OCRFeeder goes public!

Finally, the first initial commit to a public SVN of my new project — OCRFeeder.

OCRFeeder is an Optical Character Recognition and Document Analysis and Recognition program for GNU/Linux.
It features a complete graphical user interface in GTK but can also be used from the command line for automation purposes.

It is written in Python and was developed as the project for my Master’s Thesis in Computer Science Engineering.

So go on and checkout the project’s source:

  svn checkout http://ocrfeeder.googlecode.com/svn/trunk/ ocrfeeder-read-only

Note this is only an SVN release yet so I get some feedback and the traditional first bug reports.
You can also be part of this project as a developer or a translator, just drop me an email.

I hope this is a good step on the evolution of OCR technologies in GNU/Linux system.

Soon I’ll be adding here a list of features you can find as well as a screencast.


My Master Thesis

Its being almost a month since my last post… so, lets catch up a little.

On the last February 19th I drove down from Galicia to Portugal, it was quite a boring trip of more than 7 hours. Luckily I had my girlfriend right on my side and the iPod’s battery honored its fame and soundtracked the whole trip.

I went to Portugal because on the next day, February 20th, I finally presented my Master Thesis in Computer Science Engineering!
Yeah! A little more than a year after I went to Seville and about 8 months since returned to Portugal, I finally presented it and culminated my Master of Science degree.

● **Data shown**:
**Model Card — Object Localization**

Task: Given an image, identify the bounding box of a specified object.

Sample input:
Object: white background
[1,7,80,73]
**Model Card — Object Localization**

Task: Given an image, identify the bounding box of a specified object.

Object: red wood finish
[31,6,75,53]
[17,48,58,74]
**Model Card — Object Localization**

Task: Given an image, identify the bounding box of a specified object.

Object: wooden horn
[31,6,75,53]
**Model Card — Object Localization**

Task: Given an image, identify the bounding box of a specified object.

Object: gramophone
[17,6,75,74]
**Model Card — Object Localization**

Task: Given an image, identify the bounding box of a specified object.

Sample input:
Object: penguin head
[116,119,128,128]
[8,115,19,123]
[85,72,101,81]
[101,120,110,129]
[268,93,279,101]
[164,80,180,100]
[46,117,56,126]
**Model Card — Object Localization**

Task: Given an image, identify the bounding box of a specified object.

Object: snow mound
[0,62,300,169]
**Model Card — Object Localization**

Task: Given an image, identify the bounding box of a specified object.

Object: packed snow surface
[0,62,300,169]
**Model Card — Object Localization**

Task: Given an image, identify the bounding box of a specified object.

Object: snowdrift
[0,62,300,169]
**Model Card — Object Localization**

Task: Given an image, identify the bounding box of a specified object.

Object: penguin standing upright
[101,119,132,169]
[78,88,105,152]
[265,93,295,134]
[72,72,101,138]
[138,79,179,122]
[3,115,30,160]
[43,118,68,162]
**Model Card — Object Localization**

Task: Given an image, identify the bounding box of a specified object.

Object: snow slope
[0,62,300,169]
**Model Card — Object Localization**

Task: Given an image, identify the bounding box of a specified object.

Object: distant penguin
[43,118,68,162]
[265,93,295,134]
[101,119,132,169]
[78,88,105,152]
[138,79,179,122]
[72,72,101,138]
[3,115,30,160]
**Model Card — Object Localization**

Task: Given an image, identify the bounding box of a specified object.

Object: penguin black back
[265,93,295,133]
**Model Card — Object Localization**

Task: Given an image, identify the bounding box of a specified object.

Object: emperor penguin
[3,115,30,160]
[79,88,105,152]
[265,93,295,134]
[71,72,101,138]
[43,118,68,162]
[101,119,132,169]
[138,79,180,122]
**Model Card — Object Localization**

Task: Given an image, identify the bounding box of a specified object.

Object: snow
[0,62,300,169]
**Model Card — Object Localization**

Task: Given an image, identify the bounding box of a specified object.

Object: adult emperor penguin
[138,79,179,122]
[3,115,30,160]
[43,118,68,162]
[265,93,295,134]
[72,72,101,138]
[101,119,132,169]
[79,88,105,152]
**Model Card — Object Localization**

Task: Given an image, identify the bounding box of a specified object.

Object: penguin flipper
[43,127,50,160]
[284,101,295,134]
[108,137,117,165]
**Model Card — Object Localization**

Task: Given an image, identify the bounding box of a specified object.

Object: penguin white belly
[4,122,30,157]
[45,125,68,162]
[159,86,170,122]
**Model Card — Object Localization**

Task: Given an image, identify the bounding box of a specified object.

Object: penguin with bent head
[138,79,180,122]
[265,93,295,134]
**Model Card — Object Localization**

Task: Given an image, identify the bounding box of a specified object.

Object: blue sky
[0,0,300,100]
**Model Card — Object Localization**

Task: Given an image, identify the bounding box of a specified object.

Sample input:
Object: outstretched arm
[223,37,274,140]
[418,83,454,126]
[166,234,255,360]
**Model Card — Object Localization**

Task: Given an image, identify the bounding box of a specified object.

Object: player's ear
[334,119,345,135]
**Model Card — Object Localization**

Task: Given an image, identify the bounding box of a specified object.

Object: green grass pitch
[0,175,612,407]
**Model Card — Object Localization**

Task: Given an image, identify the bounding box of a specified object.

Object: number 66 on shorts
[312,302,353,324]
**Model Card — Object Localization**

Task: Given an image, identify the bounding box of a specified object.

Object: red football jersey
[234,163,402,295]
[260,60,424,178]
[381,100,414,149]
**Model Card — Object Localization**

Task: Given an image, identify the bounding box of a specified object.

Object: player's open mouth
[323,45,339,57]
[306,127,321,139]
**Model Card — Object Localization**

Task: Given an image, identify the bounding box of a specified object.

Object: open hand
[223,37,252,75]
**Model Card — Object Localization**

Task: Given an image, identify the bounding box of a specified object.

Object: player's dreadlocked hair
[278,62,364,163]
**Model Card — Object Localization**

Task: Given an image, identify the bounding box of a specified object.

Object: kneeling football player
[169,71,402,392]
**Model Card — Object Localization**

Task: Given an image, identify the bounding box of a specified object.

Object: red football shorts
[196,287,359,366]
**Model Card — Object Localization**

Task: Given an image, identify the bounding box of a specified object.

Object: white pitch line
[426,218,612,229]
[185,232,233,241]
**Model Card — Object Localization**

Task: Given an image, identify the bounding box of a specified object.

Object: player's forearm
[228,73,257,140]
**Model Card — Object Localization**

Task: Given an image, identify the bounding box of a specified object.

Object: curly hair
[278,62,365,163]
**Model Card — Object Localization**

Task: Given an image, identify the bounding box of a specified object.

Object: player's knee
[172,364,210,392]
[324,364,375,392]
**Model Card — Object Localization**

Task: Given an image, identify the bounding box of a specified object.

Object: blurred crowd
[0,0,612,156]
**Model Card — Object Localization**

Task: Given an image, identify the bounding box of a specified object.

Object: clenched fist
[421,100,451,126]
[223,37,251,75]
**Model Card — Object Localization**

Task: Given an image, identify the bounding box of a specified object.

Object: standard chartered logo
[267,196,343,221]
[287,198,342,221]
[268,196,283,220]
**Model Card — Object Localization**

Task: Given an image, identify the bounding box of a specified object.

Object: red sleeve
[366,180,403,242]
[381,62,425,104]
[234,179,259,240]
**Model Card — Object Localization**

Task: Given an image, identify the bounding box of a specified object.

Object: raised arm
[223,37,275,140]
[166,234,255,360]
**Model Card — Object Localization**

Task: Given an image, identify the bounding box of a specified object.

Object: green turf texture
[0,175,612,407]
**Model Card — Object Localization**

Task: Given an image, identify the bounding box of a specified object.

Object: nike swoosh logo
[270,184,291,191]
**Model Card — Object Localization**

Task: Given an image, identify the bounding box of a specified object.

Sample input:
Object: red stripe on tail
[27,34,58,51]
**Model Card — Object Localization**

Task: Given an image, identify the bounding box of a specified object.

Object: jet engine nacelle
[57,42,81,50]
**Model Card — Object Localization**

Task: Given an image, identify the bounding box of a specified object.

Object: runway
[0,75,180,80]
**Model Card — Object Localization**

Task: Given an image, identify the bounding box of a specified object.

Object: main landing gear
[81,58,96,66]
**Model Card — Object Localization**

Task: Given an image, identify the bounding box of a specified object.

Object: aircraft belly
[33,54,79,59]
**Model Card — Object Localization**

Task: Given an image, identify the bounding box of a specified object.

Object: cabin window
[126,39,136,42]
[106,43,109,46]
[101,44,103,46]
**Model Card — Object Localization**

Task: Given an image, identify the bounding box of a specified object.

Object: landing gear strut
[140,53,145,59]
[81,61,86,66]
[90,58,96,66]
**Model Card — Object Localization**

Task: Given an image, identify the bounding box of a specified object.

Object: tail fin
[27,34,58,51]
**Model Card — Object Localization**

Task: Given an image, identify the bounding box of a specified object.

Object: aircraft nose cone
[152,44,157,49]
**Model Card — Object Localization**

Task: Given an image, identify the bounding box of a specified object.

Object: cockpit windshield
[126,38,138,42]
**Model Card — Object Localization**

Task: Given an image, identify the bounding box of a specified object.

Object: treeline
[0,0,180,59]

● **Aim of the exercise**:
Carry on the blog post about OCRFeeder and the Master's thesis, starting right after its last sentence. The entries come from a separate source.

● **Answer for this exercise**:
The thesis was about the developing of an OCR suite for GNU/Linux, based on some ideas I had before. I started developing it the when I returned from Seville and finished it on October (had the luck that the deadlines got extended and wouldn’t need to deliver it before September), then it took me until the mid of December to finish writing the thesis and (final tests of the program included) — I delivered it the 15th of December. Thanks to the bureaucratic services at my University, the sooner the thesis presentation could be arranged was the mentioned February 20th… But hey! Now it is done!

About the OCR program, it is written in Python featuring a GUI powered by PyGTK and can use several Open Source OCR engines to perform OCR. It allows user correction/edition of the results, etc. and generates ODT or HTML file. You can also use it from the CLI in case you want to automate some tasks or link it with other apps.

I am releasing the program soon as GPL, so stay tuned.

I’d really like to thank a lot to all the people that supported me all the time and keep supporting:
Mom, Dead,  Bro, Girlfriend, Professor Luís Arriaga, and friends such as Luís Rodrigues and Pedro Salgueiro.

PS: My absence in the www world outside of work due to the fact that I’m internetless since I came to A Coruña, *hopefully* next week the ISP I chose will turn the switch of information in my flat and I’ll be connected once again to the world. Then I’ll post what’s happened in my world of GTK, Igalia and Django.